Rewrite every line from the start of the rows below through the line that contains "[0,5,1316,901]", requests included, with each bounding box coordinate in the answers multiplied by 2.5 and rounded to a whole number, halves rounded up. Leave the pictures out.

Image region labeling entries:
•••
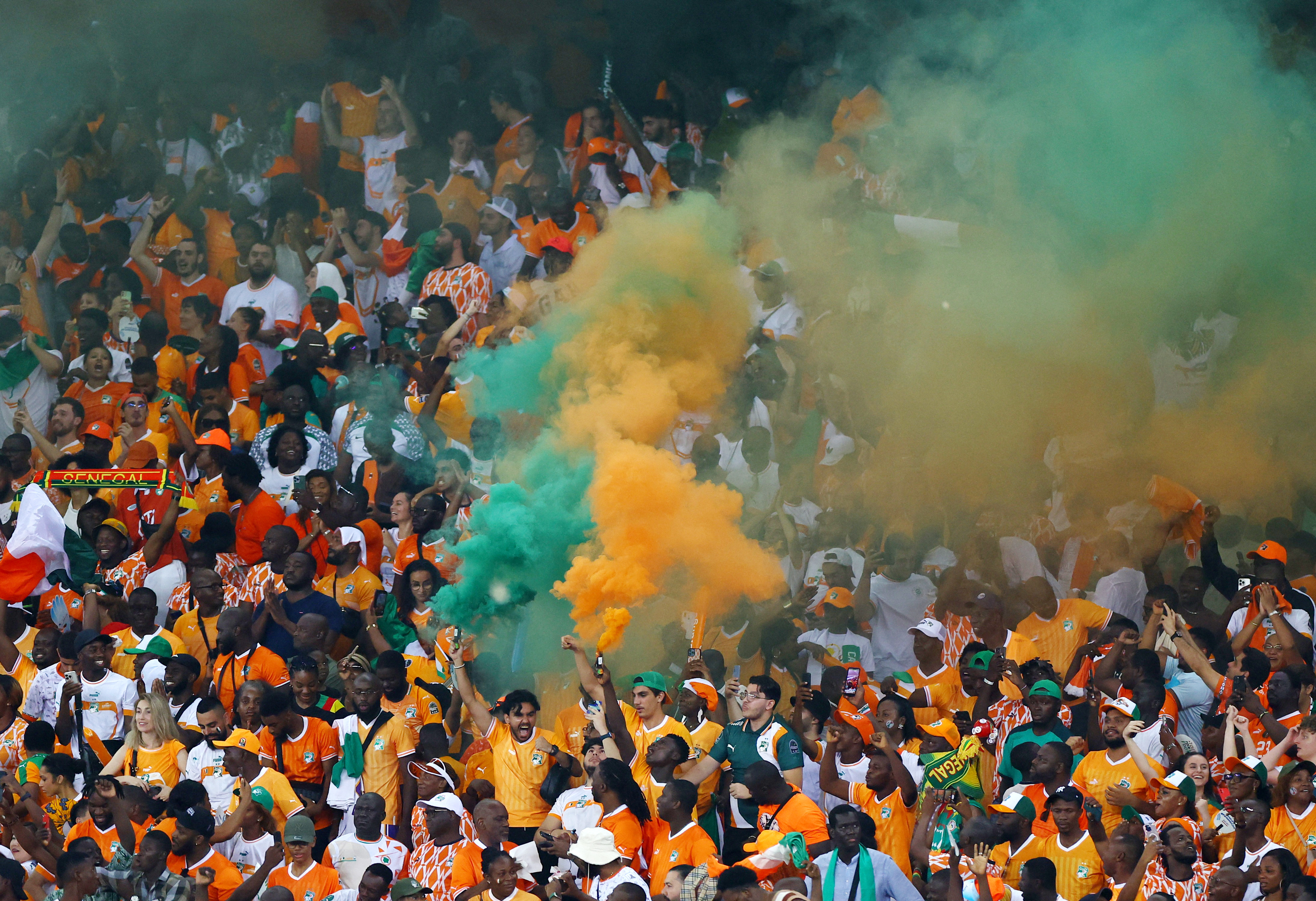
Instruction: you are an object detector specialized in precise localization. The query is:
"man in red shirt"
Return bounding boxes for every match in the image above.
[222,455,284,567]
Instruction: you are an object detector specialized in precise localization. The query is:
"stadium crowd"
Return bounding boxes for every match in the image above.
[0,5,1316,901]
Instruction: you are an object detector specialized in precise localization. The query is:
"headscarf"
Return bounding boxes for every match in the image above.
[316,263,348,302]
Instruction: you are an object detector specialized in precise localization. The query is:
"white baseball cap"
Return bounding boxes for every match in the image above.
[484,196,516,225]
[908,617,946,642]
[420,792,466,817]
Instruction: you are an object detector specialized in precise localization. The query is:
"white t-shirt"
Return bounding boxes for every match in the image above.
[796,628,873,685]
[220,275,301,373]
[183,740,237,816]
[804,548,863,586]
[1226,606,1312,638]
[261,456,320,514]
[215,832,274,890]
[82,670,137,740]
[726,462,782,510]
[325,832,407,889]
[869,573,937,677]
[549,785,603,873]
[1092,567,1153,627]
[750,295,804,341]
[0,339,63,440]
[155,137,215,190]
[585,867,649,901]
[782,498,823,536]
[358,130,407,213]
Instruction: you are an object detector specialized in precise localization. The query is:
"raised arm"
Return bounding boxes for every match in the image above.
[379,75,421,148]
[128,197,174,284]
[453,638,493,735]
[142,490,180,569]
[320,84,360,153]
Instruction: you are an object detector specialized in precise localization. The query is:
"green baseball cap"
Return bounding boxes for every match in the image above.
[251,785,274,813]
[1028,679,1061,701]
[388,877,433,901]
[283,814,316,844]
[630,669,667,694]
[124,635,174,660]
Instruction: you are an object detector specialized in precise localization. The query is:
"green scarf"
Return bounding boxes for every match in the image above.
[823,844,878,901]
[378,594,416,651]
[329,730,366,785]
[407,228,441,297]
[0,334,50,391]
[18,753,49,785]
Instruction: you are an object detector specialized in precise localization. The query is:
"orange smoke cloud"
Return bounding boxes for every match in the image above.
[553,199,783,639]
[599,607,630,653]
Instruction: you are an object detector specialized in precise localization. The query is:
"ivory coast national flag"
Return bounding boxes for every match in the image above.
[0,486,95,603]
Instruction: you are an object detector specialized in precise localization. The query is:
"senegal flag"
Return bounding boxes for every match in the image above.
[919,735,983,800]
[0,486,96,603]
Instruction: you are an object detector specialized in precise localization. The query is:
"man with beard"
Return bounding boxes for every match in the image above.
[453,653,576,844]
[212,607,288,710]
[165,653,204,750]
[420,221,492,344]
[1038,790,1111,898]
[1074,698,1165,832]
[183,698,237,822]
[220,241,301,371]
[316,526,384,611]
[261,689,342,853]
[411,785,474,898]
[1020,742,1087,838]
[251,551,344,660]
[1120,817,1226,901]
[215,729,310,844]
[334,673,418,844]
[324,792,407,889]
[55,630,137,753]
[376,651,443,742]
[534,736,607,868]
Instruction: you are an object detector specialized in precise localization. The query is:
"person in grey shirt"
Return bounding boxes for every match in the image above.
[807,803,922,901]
[480,197,525,294]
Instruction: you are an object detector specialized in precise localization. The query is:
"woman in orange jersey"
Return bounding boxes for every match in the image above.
[100,695,187,801]
[64,345,133,429]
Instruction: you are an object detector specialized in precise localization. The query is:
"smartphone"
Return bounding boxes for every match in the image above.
[841,666,859,698]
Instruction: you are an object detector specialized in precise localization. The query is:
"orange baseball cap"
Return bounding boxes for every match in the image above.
[823,588,854,607]
[196,428,233,451]
[1248,541,1288,564]
[832,710,874,744]
[124,441,159,469]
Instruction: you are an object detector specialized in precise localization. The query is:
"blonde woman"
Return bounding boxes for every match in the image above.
[100,693,187,801]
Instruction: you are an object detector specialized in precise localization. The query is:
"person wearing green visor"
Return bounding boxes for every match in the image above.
[996,679,1073,785]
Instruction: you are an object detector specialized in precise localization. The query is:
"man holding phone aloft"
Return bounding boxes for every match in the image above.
[682,676,804,864]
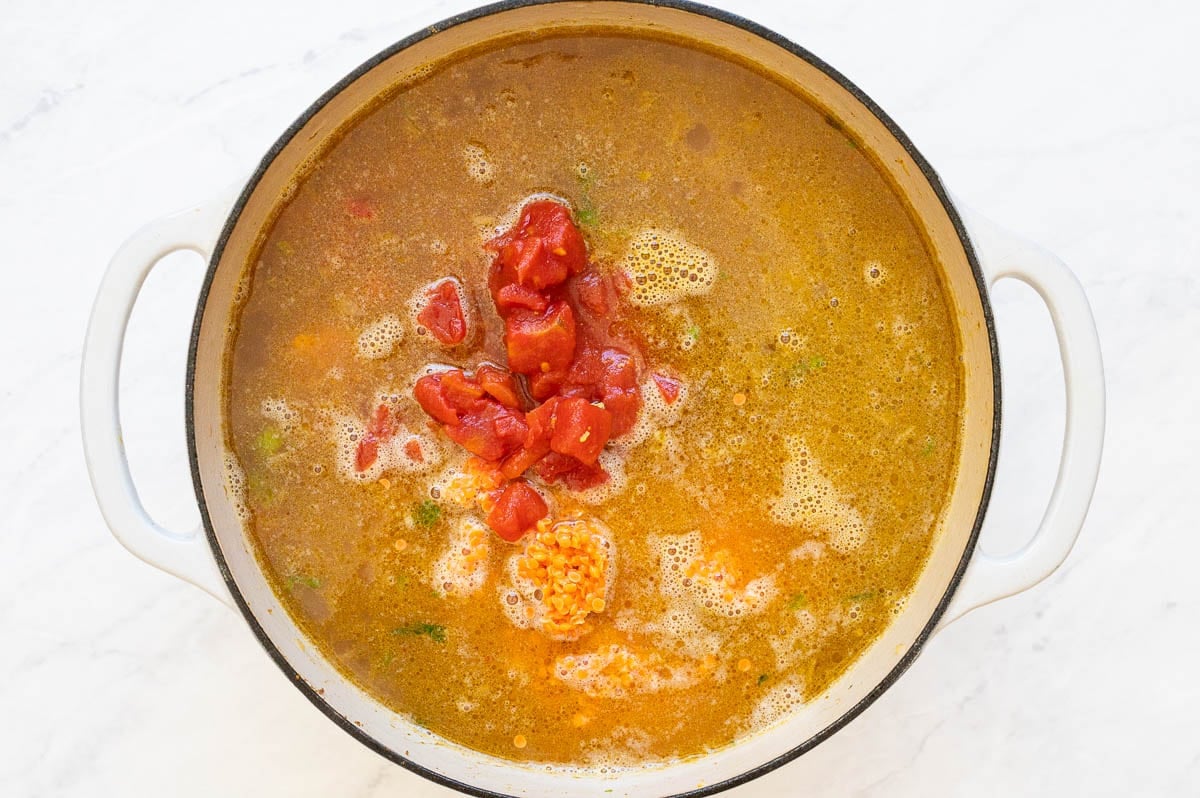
•••
Output for this task:
Instruction: you are an object detector specialized in precise localization. The query is:
"man in red shirt"
Return bounding boxes for every match in the image above.
[555,1138,710,1418]
Instruction: you are an object detector specialized in precise localization. The query is:
"stadium crowd"
Return bounding boxes for every match in the image above.
[0,13,3290,2253]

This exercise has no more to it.